## ページ抜粋:
========================
今回の視察会は、本会の幹事を対象として、静岡市歴史文化課駿府城天守台発掘調査員の松井一明氏による解説付きの深堀研修事業として実施しました。参加者は、藤井会長、久保田副会長を含め8名の幹事、オブザーバーとして静岡市歴史文化課の松下係長、それに事務局2名の総勢11名でした。
9時45分に、駿府城公園東御門を入って直ぐ右側の発券所前に集合し、10時に東御門・巽櫓内の展示スペースに入りました。
まず、入場してすぐに「駿府城のジオラマ」があり、駿府城全体のイメージを掴むことができました。ここで松井調査員が「本丸堀・二ノ丸堀と三ノ丸堀の方向がズレてますね。なぜでしょうか?」と参加者に問いかけました。この事実は承知していてもその理由まではよく知らない人がほとんどでしょう。松井調査員によれば、本丸堀と二ノ丸堀は天正期に築かれたが、三ノ丸堀は慶長期に都市計画に基づいて城下町を整備したときに築かれたため、ということでした。



以下、松井調査員に依頼し、当日の説明内容の概要をまとめてもらった資料をそのまま掲載します。

1、今川期コーナーの説明
これまでの発掘調査の成果から、今川氏館は複数の屋敷からなっており、概ね現在の坤櫓から天守台までの範囲に広がっていたと推定されている。とくに坤櫓北側の調査区からは、庭に伴う池や館を区画する堀が発見され、今川氏館に関係する遺構だと判明した。この場所からは守護大名クラスの館から出土する金箔かわらけが出土している。天守台調査地点からも希少価値の高い赤色染付の壺(釉裏紅)、青磁や染付の水盤や壺などの高級中国製磁器が出土していることから、今川氏館の存在が裏付けられた。
========================
## 表示データ:
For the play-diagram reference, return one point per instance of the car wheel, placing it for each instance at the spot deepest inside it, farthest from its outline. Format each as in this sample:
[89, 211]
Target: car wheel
========================
## 取り組む課題:
**1.** 駿府城視察会の文章では、三ノ丸堀はいつ、どのようなときに築かれたとされているか。
**2.** 駿府城視察会の文章を、最後の文の後から再開して書き継いでください。

## 順番どおりの回答:
**1.** 慶長期に、都市計画に基づいて城下町を整備したときに築かれたとされています。

**2.**
今川氏館の中枢部で発見された溝や堀の主軸方向が、慶長期駿府城の本丸堀や二ノ丸堀の主軸方向と一致することから、今川氏館の堀の主軸方向に合わせて駿府城の本丸堀と二ノ丸堀が掘られたと考えられる。三ノ丸堀については江戸時代の東海道の主軸方向に合わせて掘られているため、慶長期駿府城の大改修にあたって、東海道を城下町に取り込んだ区画整理に合わせて三ノ丸堀が設定されたと考えられている。また、三ノ丸の四足御門の名称が、今川氏館の正門にあたる四脚門に関係しているならば、四足御門周辺は、これまでの発掘調査成果に基づく今川氏館の推定範囲内で、正門が置かれた場所だと考えられる。
天守台の発掘調査では、今川氏段階の最終の遺構面や池状遺構から焼土が見つかっているほか、焼けた陶磁器が出土しており、館が廃絶される時期に火事のあったことが判明した。伝承によると永禄11年( 1568 )、武田氏の駿河侵攻にあたり武田氏が今川氏館を焼いたとされている。しかしながら、占領後に財産となり得る今川氏館の建物や貴重な陶磁器などの資財を武田氏が意図的に焼いたとは考えにくく、今川氏真が館を退去した時に、これらの財産を武田氏に渡すことを避けるため、館に火をかけた可能性も考えられる。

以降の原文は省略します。